Why Development Finance is the Way Forward

Why Development Finance is the Way Forward

The Future of Property Investing: Why Development Finance is the Way Forward

Investing in buy-to-let properties is arguably less attractive than it has ever been. Increases in land tax rates, reductions in landlord tax relief, the ever-increasing regulatory requirements and rent controls as well as, simply put, the affordability of typically low risk properties all contribute towards a growing need to look outside the box.

One route to attractive returns is to seek out property development opportunities through third-party finance. It is worth looking at the overall structure of this type of transaction.

The purchaser is often a special purpose vehicle (SPV), that often being a new standalone company or subsidiary of another company. This can have benefits to both borrowers and lenders in different ways. From the borrower’s perspective, it limits the potential liability that a lender would have if enforcement action is taken. For a lender, it is clear to assess whether or not such SPV is a safe investment.

One of the key considerations to look at is the security package itself which typically gives the lender a degree of control over the potential dealings the borrower could have over the asset. A lender will typically consider where the value lies, a standard security will be used and will be fixed to the property itself whereas a floating charge will lie over the SPV.

The standard security would need to allow for the intended development to be carried out and will likely require various insurances are in place throughout the process. The value attached to the borrowing is likely to be linked to the future value of the site after development since it is typically starting off as a derelict building or piece of land. This exposes the lender to a high level of risk at the development stage which will mean the lender will want to be party to the various building documents and processes.

▶ Prompt A: Decide whether each statement below agrees with the article on development finance. Answer yes or no for each, and quote the words of the article that decide it. (i) A floating charge is fixed to the property itself. (ii) The purchaser is often a special purpose vehicle. (iii) The value attached to the borrowing is likely to be linked to the current value of the site.

▶ Data extract:
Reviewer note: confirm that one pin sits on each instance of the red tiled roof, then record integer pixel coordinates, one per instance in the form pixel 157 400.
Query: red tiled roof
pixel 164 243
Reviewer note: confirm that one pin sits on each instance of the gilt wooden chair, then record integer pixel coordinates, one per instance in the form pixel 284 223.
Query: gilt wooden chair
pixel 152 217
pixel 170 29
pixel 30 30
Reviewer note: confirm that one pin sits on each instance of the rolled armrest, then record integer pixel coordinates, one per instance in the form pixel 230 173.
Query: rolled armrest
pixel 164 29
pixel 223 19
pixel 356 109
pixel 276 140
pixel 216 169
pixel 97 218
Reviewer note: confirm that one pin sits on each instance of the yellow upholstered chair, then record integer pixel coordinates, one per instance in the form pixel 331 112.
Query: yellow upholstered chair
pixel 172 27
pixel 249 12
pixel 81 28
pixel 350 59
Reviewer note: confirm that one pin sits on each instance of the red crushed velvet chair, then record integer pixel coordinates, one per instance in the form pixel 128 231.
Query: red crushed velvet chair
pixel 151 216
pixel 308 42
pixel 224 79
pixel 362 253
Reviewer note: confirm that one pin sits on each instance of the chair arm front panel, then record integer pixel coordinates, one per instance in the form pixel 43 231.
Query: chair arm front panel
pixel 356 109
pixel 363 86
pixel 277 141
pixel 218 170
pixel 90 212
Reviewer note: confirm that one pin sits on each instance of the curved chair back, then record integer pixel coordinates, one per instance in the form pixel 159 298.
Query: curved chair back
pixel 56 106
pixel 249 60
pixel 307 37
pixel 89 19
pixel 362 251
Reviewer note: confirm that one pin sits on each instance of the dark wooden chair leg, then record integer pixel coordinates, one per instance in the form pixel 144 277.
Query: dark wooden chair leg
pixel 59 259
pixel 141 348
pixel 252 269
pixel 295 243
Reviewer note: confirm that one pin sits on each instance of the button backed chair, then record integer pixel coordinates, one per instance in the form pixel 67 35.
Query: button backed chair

▶ Prompt B: Lay out the lines of the records as a JSON list of strings, one string per line and blank lines left out. Start at the line that contains "pixel 144 277." and end at the line that contains "pixel 295 243".

▶ Expected output A:
(i) No: "a standard security will be used and will be fixed to the property itself whereas a floating charge will lie over the SPV"
(ii) Yes: "The purchaser is often a special purpose vehicle (SPV)"
(iii) No: "The value attached to the borrowing is likely to be linked to the future value of the site after development"

▶ Expected output B:
[
  "Reviewer note: confirm that one pin sits on each instance of the dark wooden chair leg, then record integer pixel coordinates, one per instance in the form pixel 144 277.",
  "Query: dark wooden chair leg",
  "pixel 59 259",
  "pixel 141 348",
  "pixel 252 269",
  "pixel 295 243"
]